WHAT THE EXERCISE ASKS. Edit the entries below so that each "Query" becomes "Label", and leave everything else unchanged.

EXTRACTED ENTRIES.
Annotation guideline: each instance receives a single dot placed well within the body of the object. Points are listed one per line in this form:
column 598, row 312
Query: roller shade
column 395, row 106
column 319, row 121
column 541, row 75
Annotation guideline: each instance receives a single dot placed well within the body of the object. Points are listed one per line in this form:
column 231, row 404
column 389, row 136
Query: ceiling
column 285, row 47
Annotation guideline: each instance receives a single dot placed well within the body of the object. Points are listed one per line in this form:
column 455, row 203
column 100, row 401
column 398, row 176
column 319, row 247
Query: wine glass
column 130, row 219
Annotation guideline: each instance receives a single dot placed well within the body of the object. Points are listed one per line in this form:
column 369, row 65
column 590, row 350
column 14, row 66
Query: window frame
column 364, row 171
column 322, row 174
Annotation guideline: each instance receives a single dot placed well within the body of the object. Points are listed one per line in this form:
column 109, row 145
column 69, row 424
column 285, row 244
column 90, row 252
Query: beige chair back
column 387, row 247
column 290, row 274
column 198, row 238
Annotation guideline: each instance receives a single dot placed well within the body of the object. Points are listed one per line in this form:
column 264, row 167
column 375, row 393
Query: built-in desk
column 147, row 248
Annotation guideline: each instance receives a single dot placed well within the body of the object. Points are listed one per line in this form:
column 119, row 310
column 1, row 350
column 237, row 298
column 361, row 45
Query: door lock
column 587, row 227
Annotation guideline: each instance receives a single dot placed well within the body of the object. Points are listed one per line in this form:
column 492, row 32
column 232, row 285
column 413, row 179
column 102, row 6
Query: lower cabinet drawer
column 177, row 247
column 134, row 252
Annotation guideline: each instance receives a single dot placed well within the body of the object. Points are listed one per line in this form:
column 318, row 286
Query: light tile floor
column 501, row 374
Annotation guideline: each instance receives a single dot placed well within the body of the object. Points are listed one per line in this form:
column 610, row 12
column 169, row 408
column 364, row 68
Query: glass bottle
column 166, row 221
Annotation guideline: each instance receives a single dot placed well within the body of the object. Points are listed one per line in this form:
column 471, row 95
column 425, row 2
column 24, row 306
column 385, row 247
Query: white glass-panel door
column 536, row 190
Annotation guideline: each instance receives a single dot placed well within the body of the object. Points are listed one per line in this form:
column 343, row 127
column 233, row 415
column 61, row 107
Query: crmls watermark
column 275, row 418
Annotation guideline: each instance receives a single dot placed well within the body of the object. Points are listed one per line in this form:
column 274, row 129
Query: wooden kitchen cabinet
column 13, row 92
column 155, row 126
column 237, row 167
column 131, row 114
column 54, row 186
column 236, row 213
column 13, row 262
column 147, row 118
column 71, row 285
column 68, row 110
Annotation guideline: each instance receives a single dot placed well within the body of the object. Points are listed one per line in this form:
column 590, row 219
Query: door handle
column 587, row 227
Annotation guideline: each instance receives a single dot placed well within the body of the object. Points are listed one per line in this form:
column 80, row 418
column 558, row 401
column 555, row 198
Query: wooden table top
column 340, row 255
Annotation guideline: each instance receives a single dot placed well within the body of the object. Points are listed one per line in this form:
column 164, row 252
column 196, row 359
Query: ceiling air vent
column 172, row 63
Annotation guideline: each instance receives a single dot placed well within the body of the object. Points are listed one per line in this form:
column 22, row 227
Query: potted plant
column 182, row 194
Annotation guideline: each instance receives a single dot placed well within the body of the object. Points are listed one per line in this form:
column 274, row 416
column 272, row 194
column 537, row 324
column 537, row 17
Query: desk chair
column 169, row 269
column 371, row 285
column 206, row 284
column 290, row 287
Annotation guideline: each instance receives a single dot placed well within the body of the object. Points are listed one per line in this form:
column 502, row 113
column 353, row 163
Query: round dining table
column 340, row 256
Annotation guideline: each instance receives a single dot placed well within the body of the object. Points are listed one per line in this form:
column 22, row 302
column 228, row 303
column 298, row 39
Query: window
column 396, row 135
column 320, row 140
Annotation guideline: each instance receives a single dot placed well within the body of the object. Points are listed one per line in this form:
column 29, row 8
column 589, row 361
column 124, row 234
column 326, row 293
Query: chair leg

REPLY TO THE TASK.
Annotation guideline: each instance receives a single dot placed well within the body of the object. Points are listed one per line in this form:
column 598, row 312
Label: roller shade
column 395, row 106
column 319, row 121
column 541, row 75
Annotation guideline: each instance receives a single dot placed well within the body of the object. Points are listed one per line in this form:
column 231, row 404
column 389, row 136
Label: ceiling
column 285, row 47
Annotation guideline: each instance receives a single dot placed well within the body of the object. Points are listed one per line in this form:
column 455, row 203
column 100, row 401
column 398, row 176
column 319, row 247
Label: wine glass
column 130, row 219
Annotation guideline: each instance receives a single dot placed well within the body of the object. Points are listed one per line in this form:
column 369, row 65
column 590, row 350
column 14, row 66
Label: window frame
column 364, row 171
column 322, row 174
Annotation guideline: each instance receives a single dot placed well within the body of the object. Points are listed one per line in this form:
column 109, row 145
column 69, row 424
column 285, row 244
column 90, row 252
Label: beige chair back
column 387, row 247
column 290, row 274
column 198, row 238
Annotation guideline: each instance receives a single dot placed well within the body of the object. Points are listed one per line in this form:
column 264, row 167
column 375, row 393
Label: built-in desk
column 147, row 248
Annotation guideline: each instance receives a single dot placed well within the body of the object. Points are listed one per line in this form:
column 119, row 310
column 1, row 350
column 237, row 298
column 361, row 45
Label: door lock
column 587, row 227
Annotation guideline: each instance receives a single dot placed well within the body of the object. Points are listed one per line in this form:
column 492, row 32
column 232, row 285
column 413, row 179
column 102, row 6
Label: lower cabinet drawer
column 177, row 247
column 134, row 252
Annotation guideline: each instance receives a single dot placed well within the body of the object. Points are listed one per line in this form:
column 318, row 286
Label: light tile floor
column 501, row 374
Annotation guideline: each instance receives a single dot placed well within the body of the object. Points are listed one per line in this form:
column 610, row 12
column 169, row 408
column 364, row 68
Label: glass bottle
column 166, row 221
Annotation guideline: each instance receives a single dot placed well within the body of the object. Points are listed one per line in this form:
column 471, row 95
column 425, row 2
column 24, row 306
column 385, row 247
Label: white glass-panel door
column 536, row 190
Annotation guideline: each instance receives a single dot placed well within the body of the object. Points are listed one per line in this form:
column 343, row 127
column 233, row 415
column 61, row 107
Label: crmls watermark
column 275, row 418
Annotation guideline: each instance receives a single dot placed well within the body of the object. Points are listed one per line in this form:
column 274, row 129
Label: wooden kitchen cabinet
column 13, row 92
column 155, row 126
column 237, row 167
column 131, row 114
column 54, row 186
column 236, row 213
column 13, row 262
column 147, row 118
column 71, row 285
column 68, row 110
Annotation guideline: each instance receives a single dot placed well within the body of the object. Points are listed one per line in this form:
column 590, row 219
Label: door handle
column 587, row 227
Annotation guideline: each instance receives a single dot placed well within the body of the object. Points are listed one per line in this form:
column 80, row 418
column 558, row 401
column 555, row 198
Label: wooden table top
column 340, row 255
Annotation guideline: each instance receives a single dot placed well within the body of the object. Points are listed one per line in this form:
column 164, row 252
column 196, row 359
Label: ceiling air vent
column 172, row 63
Annotation guideline: each instance receives a single dot placed well within the body of the object. Points are listed one per line in this form:
column 22, row 227
Label: potted plant
column 182, row 194
Annotation guideline: each instance receives a single dot placed well within the body of the object. Points are listed one per line in this form:
column 274, row 416
column 272, row 194
column 537, row 324
column 537, row 17
Label: desk chair
column 169, row 269
column 371, row 285
column 206, row 284
column 290, row 287
Annotation guideline: each instance receives a single dot placed well within the body of the object. Points are listed one per line in this form:
column 502, row 113
column 353, row 163
Label: round dining table
column 340, row 256
Annotation guideline: each instance receives a single dot placed well within the body of the object. Points are listed one per line in this form:
column 22, row 302
column 228, row 303
column 298, row 39
Label: window
column 396, row 135
column 320, row 140
Annotation guideline: each instance receives a single dot placed well within the body of the object. Points are listed one per line in this form:
column 29, row 8
column 589, row 361
column 124, row 234
column 326, row 293
Label: chair leg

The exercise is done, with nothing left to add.